§ Document section
• • •
Sion Sono explores guilt, trauma, madness, suicide and abuse with exactly the amount of sensitivity you’d expect.
“I love you… not!”
In 2002, serial killer Futoshi Matsunaga and his accomplice Junko Ogata were arrested for the kidnapping, torture and murder of seven people. Their crimes were apparently so brutal that at the time, the Japanese media refused to go into detail, initially just referring to the kidnappings. The stories are on Wikipedia, I’m not going to elaborate further here. This is a review site, after all. Anyway, it was extremely grizzly, and said to be one of the most atrocious crimes in modern Japanese history. So, naturally, Sion Sono went and made a film based on it.
At some point in the mid-90s, aspiring filmmakers Jay and Fukami (Young Dais and Dai Hasegawa) as well as their friends Taeko (Kyoko Hinami) and Shin (Shonnosuke Mitsushima), find their lives entangled with that of charismatic fraudster Joe Murata (Kippei Shiina) after Taeko’s shut-in school friend Mitsuko (Eri Kamataki) becomes romantically involved with him. Mitsuko and Taeko haven’t spoken much since high school after a number of traumatic events surrounding the cast of their performance of Romeo and Juliet tore them apart, and the pain clearly hasn’t dulled in the intervening years.
• • •
§ Extracted entries
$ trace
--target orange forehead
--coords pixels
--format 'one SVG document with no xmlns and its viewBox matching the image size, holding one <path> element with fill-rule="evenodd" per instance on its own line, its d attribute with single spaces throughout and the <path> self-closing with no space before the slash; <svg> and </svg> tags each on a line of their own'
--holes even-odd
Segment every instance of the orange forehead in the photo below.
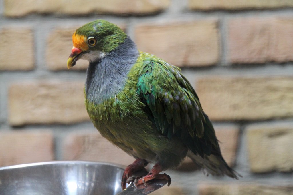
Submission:
<svg viewBox="0 0 293 195">
<path fill-rule="evenodd" d="M 83 51 L 86 51 L 88 49 L 88 46 L 86 44 L 86 37 L 83 35 L 77 35 L 74 32 L 72 35 L 72 42 L 74 47 Z"/>
</svg>

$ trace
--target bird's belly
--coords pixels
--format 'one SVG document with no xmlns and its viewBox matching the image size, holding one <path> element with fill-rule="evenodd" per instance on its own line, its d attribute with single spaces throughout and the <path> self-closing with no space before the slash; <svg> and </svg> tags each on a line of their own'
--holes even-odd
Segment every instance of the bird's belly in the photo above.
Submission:
<svg viewBox="0 0 293 195">
<path fill-rule="evenodd" d="M 118 119 L 96 110 L 89 112 L 90 118 L 101 134 L 113 143 L 136 158 L 159 163 L 166 169 L 178 166 L 186 155 L 187 148 L 173 137 L 163 136 L 146 116 L 137 114 L 137 110 Z"/>
</svg>

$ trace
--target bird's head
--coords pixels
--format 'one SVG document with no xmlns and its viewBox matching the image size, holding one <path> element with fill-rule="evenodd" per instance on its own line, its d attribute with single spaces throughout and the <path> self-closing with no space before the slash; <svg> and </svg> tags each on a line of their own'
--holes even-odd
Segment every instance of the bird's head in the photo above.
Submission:
<svg viewBox="0 0 293 195">
<path fill-rule="evenodd" d="M 116 25 L 102 20 L 84 25 L 72 35 L 72 48 L 68 59 L 68 69 L 79 59 L 93 62 L 104 57 L 123 43 L 126 34 Z"/>
</svg>

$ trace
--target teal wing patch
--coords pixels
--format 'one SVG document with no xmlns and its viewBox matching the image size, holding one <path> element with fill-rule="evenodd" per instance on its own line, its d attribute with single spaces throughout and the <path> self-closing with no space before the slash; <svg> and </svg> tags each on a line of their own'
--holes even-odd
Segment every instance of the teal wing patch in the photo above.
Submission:
<svg viewBox="0 0 293 195">
<path fill-rule="evenodd" d="M 142 55 L 138 92 L 149 120 L 163 135 L 180 138 L 195 154 L 217 152 L 212 125 L 180 69 L 152 55 Z"/>
</svg>

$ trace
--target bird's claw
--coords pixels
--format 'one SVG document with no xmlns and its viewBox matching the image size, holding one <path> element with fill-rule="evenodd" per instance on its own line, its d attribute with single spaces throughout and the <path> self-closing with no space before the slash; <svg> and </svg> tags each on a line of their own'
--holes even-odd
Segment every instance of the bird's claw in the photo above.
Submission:
<svg viewBox="0 0 293 195">
<path fill-rule="evenodd" d="M 141 177 L 139 177 L 136 175 L 132 175 L 129 177 L 127 180 L 126 180 L 126 183 L 129 184 L 130 182 L 134 181 L 134 180 L 137 180 L 138 179 L 140 178 Z"/>
<path fill-rule="evenodd" d="M 168 181 L 168 186 L 171 184 L 171 177 L 166 173 L 159 174 L 156 176 L 151 175 L 148 175 L 138 179 L 137 178 L 133 180 L 133 185 L 136 187 L 137 186 L 143 184 L 146 186 L 147 186 L 146 182 L 154 179 L 166 179 Z"/>
</svg>

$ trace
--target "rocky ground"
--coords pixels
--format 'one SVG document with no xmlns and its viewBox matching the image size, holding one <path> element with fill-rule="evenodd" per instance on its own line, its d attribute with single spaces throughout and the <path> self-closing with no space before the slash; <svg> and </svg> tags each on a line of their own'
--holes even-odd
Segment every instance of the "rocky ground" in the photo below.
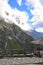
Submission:
<svg viewBox="0 0 43 65">
<path fill-rule="evenodd" d="M 29 63 L 43 62 L 43 58 L 29 58 L 29 57 L 15 57 L 15 58 L 2 58 L 0 65 L 32 65 Z"/>
</svg>

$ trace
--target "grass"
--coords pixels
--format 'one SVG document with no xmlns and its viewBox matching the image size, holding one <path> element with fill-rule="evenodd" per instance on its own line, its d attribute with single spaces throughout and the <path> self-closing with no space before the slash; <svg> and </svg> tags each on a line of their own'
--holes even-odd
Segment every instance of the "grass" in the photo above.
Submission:
<svg viewBox="0 0 43 65">
<path fill-rule="evenodd" d="M 43 65 L 43 62 L 39 62 L 39 63 L 21 63 L 21 64 L 13 64 L 13 65 Z"/>
</svg>

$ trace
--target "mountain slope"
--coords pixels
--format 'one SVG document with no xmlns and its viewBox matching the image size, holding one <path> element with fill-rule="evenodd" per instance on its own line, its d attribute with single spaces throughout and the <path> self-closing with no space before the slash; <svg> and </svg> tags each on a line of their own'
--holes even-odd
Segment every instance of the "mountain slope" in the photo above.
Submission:
<svg viewBox="0 0 43 65">
<path fill-rule="evenodd" d="M 0 20 L 0 49 L 23 49 L 32 50 L 30 42 L 34 38 L 27 35 L 15 24 L 6 23 Z"/>
<path fill-rule="evenodd" d="M 28 35 L 31 35 L 35 39 L 40 39 L 43 37 L 43 33 L 37 32 L 35 30 L 26 31 Z"/>
</svg>

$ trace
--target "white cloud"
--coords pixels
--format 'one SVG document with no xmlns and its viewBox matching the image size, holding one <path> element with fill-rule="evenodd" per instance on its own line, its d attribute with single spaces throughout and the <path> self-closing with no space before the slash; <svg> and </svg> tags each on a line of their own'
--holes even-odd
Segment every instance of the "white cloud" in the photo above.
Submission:
<svg viewBox="0 0 43 65">
<path fill-rule="evenodd" d="M 38 26 L 39 28 L 42 27 L 41 25 L 43 24 L 43 5 L 42 5 L 43 0 L 26 0 L 26 1 L 27 6 L 28 3 L 30 3 L 34 7 L 34 10 L 30 10 L 31 13 L 33 14 L 33 18 L 30 20 L 32 22 L 33 28 L 36 29 Z M 37 31 L 39 30 L 39 28 L 37 29 Z"/>
<path fill-rule="evenodd" d="M 16 1 L 17 1 L 17 3 L 19 4 L 19 6 L 22 5 L 22 0 L 16 0 Z"/>
<path fill-rule="evenodd" d="M 43 32 L 43 27 L 37 28 L 36 31 L 38 31 L 38 32 Z"/>
<path fill-rule="evenodd" d="M 27 12 L 19 11 L 17 8 L 12 9 L 7 0 L 0 1 L 0 12 L 0 15 L 6 20 L 6 22 L 15 23 L 23 30 L 31 29 L 27 24 L 29 18 Z"/>
</svg>

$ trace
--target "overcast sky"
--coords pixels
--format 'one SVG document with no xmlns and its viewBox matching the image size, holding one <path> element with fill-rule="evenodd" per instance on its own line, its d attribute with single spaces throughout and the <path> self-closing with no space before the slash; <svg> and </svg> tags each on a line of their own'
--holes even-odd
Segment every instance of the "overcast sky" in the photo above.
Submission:
<svg viewBox="0 0 43 65">
<path fill-rule="evenodd" d="M 0 16 L 23 30 L 43 32 L 43 0 L 0 0 Z"/>
</svg>

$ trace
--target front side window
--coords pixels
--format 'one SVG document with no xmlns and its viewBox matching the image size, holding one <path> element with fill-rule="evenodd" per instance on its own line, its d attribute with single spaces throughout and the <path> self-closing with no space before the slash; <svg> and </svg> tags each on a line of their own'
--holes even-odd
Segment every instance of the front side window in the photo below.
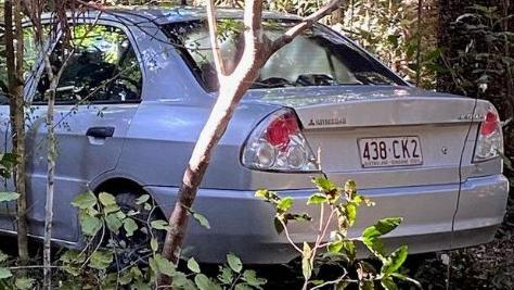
• • •
§ Task instructions
#1 Please repeat the film review from "Sion Sono explores" to "based on it.".
#2 Answer these questions from the film review:
(a) In what year were Futoshi Matsunaga and Junko Ogata arrested?
(b) Which play did Mitsuko and Taeko's cast perform?
(c) Which actor plays Joe Murata?
The data has no connection to the film review.

§ Task responses
#1
Sion Sono explores guilt, trauma, madness, suicide and abuse with exactly the amount of sensitivity you’d expect.
“I love you… not!”
In 2002, serial killer Futoshi Matsunaga and his accomplice Junko Ogata were arrested for the kidnapping, torture and murder of seven people. Their crimes were apparently so brutal that at the time, the Japanese media refused to go into detail, initially just referring to the kidnappings. The stories are on Wikipedia, I’m not going to elaborate further here. This is a review site, after all. Anyway, it was extremely grizzly, and said to be one of the most atrocious crimes in modern Japanese history. So, naturally, Sion Sono went and made a film based on it.

#2
(a) 2002
(b) Romeo and Juliet
(c) Kippei Shiina